=== PARTS OF THE EXERCISE ===
A. Which calendar years does the scrap book note on asthma mention?
B. Repeat the scrap book note on asthma word for word, starting with "(Let's not forget" and going on through "the European idea.)".
C. Carry on the scrap book note on asthma after its final sentence.

[Opening SELECTED PASSAGE section]

SCRAP BOOK

Comment re. humidity and cool summers as major factors in development of asthma (not problematic births.)   Only one or two European papers suggest that there is 20% to 30% more asthma among people who had surgically assisted births. My great grandfather had asthma so serious in Plymouth it drove him to suicide. I doubt he had caesarean birth. Now I have developed asthma since moving to Plymouth and my GP's nurse said that the climate here did the same thing to her. Humidity on cold-sea coasts seems to impair the quality of air in older buildings; I had no asthma on the warm Indian Ocean coast in South Africa, even in old buildings.
   COLD-SEA coast humidity and cooler summers, not bacterial deficiency, have given me asthma:
Before moving to Plymouth in 2004 (where I first began to notice asthma occasionally in 2008, after taking a bath), I only ever had one true asthma attack: on a bus in Cape Town in 1970. The western Cape is distinct from the rest of southern Africa in having wet winters with strong winds. The Jo'burg area, on a high plateau, has bone dry winters (or used to!) and there I completely forgot about asthma. I also had no asthma in Iowa (11 years), where people buy humidifiers in the winter (although I did react to an old carpet in a rented room, during a warm, humid summer - their summers are noticeably humid.)
    I felt that 1. The documentary encourages a preoccupation with quality of birth. 2. It was not logical to conclude that people need to "re-engage" with bacterial "old friends" by eating probiotics and exploring "pre-biotic re-engagement". They had said already said that there's no way to compensate for having missed 'the education of the immune system' that the baby normally receives during birth; it was indulgent to spend the rest of the programme campaigning to get kids 'dirty' with "pre-biotic" bacteria in the garden (would anyone want a child to catch tetanus?)
(Let's not forget that scientists work in an environment where publishing papers is the key means for career survival. The NHS doesn't routinely ask asthma patients if they had assisted births, so we cannot readily test the European idea.)

[Closing SELECTED PASSAGE section]
[Opening DATA TO EXAMINE section]

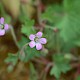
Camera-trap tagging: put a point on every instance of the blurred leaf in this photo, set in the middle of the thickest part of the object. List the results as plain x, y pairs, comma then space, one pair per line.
33, 73
53, 14
28, 28
29, 53
70, 25
61, 65
78, 78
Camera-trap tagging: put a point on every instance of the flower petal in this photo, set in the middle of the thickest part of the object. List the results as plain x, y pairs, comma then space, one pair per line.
2, 20
32, 44
31, 37
2, 32
39, 34
43, 41
6, 26
38, 46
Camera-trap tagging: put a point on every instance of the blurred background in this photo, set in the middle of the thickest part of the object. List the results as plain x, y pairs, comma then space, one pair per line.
59, 59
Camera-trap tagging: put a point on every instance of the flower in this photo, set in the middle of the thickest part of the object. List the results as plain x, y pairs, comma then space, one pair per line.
3, 27
37, 41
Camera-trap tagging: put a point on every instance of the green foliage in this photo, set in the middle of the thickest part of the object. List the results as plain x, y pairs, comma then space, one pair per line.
27, 27
70, 25
33, 73
61, 65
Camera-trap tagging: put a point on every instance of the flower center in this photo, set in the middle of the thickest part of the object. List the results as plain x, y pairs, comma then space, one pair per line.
36, 39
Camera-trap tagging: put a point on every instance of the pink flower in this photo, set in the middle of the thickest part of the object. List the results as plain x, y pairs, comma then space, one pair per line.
3, 26
37, 41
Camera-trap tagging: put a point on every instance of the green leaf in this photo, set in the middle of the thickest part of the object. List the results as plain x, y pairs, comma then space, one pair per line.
70, 25
12, 58
78, 78
61, 65
28, 28
52, 14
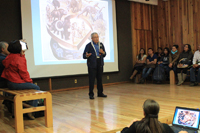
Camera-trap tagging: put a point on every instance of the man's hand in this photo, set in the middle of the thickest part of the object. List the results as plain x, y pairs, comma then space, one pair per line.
195, 65
101, 51
170, 65
88, 54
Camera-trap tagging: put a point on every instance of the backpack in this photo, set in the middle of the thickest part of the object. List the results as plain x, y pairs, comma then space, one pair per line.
159, 74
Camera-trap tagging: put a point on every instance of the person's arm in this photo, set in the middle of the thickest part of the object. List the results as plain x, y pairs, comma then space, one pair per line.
194, 58
188, 58
23, 72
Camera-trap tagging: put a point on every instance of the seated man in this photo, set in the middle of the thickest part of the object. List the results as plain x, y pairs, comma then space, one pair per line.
3, 53
196, 65
151, 63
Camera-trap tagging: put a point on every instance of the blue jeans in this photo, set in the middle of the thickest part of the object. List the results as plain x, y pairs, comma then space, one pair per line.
24, 86
146, 72
193, 75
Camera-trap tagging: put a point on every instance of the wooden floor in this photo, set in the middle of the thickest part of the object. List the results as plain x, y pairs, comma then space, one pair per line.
73, 112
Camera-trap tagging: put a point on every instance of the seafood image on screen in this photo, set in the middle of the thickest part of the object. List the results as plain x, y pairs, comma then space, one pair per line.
66, 27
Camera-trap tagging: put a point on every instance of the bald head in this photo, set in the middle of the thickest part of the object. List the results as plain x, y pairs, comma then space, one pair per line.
95, 37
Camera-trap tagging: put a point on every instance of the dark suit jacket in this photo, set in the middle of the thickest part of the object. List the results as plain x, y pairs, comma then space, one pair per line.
92, 60
3, 82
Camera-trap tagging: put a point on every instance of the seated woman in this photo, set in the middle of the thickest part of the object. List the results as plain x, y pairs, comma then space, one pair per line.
159, 53
150, 123
151, 64
184, 61
164, 61
16, 73
141, 60
173, 58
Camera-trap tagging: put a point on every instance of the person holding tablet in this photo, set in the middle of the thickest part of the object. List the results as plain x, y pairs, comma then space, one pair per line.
150, 123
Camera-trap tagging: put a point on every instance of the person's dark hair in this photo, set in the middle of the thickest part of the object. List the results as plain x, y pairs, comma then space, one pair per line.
15, 47
189, 48
168, 51
139, 56
159, 48
150, 123
176, 46
150, 48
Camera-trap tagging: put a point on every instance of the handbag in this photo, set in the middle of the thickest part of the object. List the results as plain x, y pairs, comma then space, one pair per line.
185, 65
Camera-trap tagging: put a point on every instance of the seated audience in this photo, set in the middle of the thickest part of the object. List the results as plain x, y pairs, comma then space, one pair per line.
184, 62
173, 58
141, 60
164, 61
16, 73
151, 63
159, 53
196, 66
3, 54
150, 123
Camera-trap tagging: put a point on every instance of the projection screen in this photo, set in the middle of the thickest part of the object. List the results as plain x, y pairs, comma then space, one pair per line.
57, 32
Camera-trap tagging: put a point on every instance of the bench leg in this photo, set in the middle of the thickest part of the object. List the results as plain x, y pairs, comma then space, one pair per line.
19, 122
48, 112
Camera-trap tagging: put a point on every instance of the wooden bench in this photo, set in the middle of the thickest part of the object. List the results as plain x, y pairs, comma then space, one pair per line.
166, 120
27, 95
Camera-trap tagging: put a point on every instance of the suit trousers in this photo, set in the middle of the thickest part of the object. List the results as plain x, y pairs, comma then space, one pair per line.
96, 73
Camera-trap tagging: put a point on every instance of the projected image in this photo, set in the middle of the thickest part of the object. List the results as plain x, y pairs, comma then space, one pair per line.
66, 26
187, 118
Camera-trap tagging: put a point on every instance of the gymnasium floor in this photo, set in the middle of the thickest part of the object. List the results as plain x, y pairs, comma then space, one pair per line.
74, 112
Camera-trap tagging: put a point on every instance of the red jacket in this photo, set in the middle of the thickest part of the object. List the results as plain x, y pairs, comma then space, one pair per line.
16, 69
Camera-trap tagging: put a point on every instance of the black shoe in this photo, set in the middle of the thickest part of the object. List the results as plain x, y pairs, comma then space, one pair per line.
91, 97
193, 84
102, 95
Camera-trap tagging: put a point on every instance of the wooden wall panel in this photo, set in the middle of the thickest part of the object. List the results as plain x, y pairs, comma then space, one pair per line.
171, 22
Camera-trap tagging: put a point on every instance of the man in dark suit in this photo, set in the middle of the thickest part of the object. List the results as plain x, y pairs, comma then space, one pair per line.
94, 53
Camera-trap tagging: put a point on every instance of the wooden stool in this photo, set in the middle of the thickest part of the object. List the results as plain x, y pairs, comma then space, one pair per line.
27, 95
138, 77
172, 78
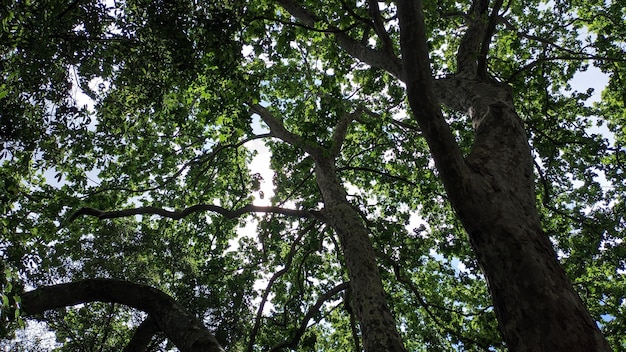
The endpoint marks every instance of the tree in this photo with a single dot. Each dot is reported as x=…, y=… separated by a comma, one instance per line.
x=375, y=113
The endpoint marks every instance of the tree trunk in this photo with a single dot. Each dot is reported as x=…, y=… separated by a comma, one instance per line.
x=181, y=327
x=536, y=305
x=492, y=190
x=378, y=326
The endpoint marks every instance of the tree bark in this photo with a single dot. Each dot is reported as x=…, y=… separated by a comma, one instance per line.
x=492, y=191
x=378, y=327
x=179, y=325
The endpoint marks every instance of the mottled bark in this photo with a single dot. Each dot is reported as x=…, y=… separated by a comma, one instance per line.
x=181, y=327
x=143, y=336
x=378, y=326
x=492, y=191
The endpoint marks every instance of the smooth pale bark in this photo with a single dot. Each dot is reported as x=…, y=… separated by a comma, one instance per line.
x=492, y=191
x=378, y=326
x=181, y=327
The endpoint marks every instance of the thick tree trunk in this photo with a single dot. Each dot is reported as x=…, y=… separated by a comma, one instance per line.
x=378, y=326
x=181, y=327
x=536, y=305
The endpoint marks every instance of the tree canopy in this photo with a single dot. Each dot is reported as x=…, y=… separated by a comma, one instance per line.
x=129, y=129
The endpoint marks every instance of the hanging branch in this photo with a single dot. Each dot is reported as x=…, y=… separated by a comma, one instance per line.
x=272, y=280
x=357, y=49
x=314, y=310
x=179, y=214
x=341, y=130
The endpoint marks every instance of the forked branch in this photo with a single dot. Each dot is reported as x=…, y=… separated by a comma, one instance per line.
x=179, y=214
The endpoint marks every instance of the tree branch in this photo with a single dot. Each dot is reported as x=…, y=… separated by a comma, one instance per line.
x=315, y=309
x=489, y=32
x=279, y=131
x=379, y=27
x=271, y=281
x=422, y=99
x=142, y=336
x=179, y=214
x=341, y=129
x=356, y=49
x=470, y=47
x=180, y=326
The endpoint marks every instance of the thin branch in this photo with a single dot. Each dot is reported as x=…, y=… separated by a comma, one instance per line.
x=378, y=172
x=314, y=310
x=379, y=27
x=272, y=280
x=356, y=49
x=142, y=336
x=199, y=160
x=489, y=32
x=278, y=130
x=179, y=214
x=397, y=269
x=341, y=130
x=422, y=99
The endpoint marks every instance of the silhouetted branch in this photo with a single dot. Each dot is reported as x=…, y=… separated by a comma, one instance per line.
x=270, y=283
x=179, y=214
x=142, y=336
x=314, y=310
x=181, y=327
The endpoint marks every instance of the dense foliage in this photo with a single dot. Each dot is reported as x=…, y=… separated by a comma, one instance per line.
x=146, y=105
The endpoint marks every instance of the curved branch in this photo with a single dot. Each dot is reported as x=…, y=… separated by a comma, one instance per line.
x=278, y=130
x=179, y=214
x=180, y=326
x=142, y=336
x=272, y=280
x=356, y=49
x=199, y=160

[Closing DATA TO EXAMINE section]

=== OUTPUTS FOR THE TASKS ===
A. 2004, 2008, 1970

B.
(Let's not forget that scientists work in an environment where publishing papers is the key means for career survival. The NHS doesn't routinely ask asthma patients if they had assisted births, so we cannot readily test the European idea.)

C.
Natural remedies - their helpfulness was noticed before the daily asthma became severe.

If your asthma is triggered by weather and exercise and you want to minimize the use of puffers, try vitamin c tablets (100mg) just before exercise. If desperate at the moment with nightly wheezing (not asthma), take two tbsp of honey before bed. Use honey in place of sugar in hot drinks.
19/07/14 - Asthma and migraine seem to be associated. A friend of mine said she worked for a lawyer who had terrible migraines. Then he discovered that real orange juice helped him and he would bring a flask of it to work every day. He said it was "miraculous". I tried it last night as was getting a migraine (from waking up a bit angry about hostility in a pub.) I drank a small cup of the orange juice and really it did help a lot, and it stopped a low level asthma that was threatening to get worse.
xx/10/2012 Since writing this blog, night asthma and wheezing returned with the onset of cold weather in September 2013. I was surprised to find that drinking half a cup of soya milk in the evenings prevented the heavy wheezing which would wake me in the early mornings. That remedy has in turn, reduced the severity of the asthma attacks, which are usually triggered by cold air (see also 14 foodsthat fight inflammation.) Any light asthma in the morning can also be relieved by a couple of Aspirin tablets (if there is no aspirin-intolerance.)
22/11/2012:  Much colder weather has arrived and it's getting harder to suppress my asthma with natural interventions. I have begun to use my Reliever for occasional stubborn episodes.
27/12/2013:  So far so good; very few asthmatic incidents now.  Full length pyjamas and a small light plastic tarp on the bed seems to have helped me get back to a state where I hardly think about the asthma now (as well as an electric blanket before bedtime.)
08/03/2014:  I have almost no asthma now except a little on the bicycle on cold damp nights, - manageable without using reliever. However, since I stopped using the Preventer steroid in January last year, I recently had one blackout that was very similar to those when using the pump. I had taken 1/3rd of a 99mg potassium supplement pill to see if it improved my sleep. The next morning I had a blackout while drinking coffee at home. The potassium lowers blood pressure significantly. I feel more certain than ever that the steroid was bringing me the blackouts by interfering with my b.p.  ('Have started eating banana in the evening before bed and found that they have a good effect. Even if I do wake up in the night, it's less disruptive and easier to get back to sleep.)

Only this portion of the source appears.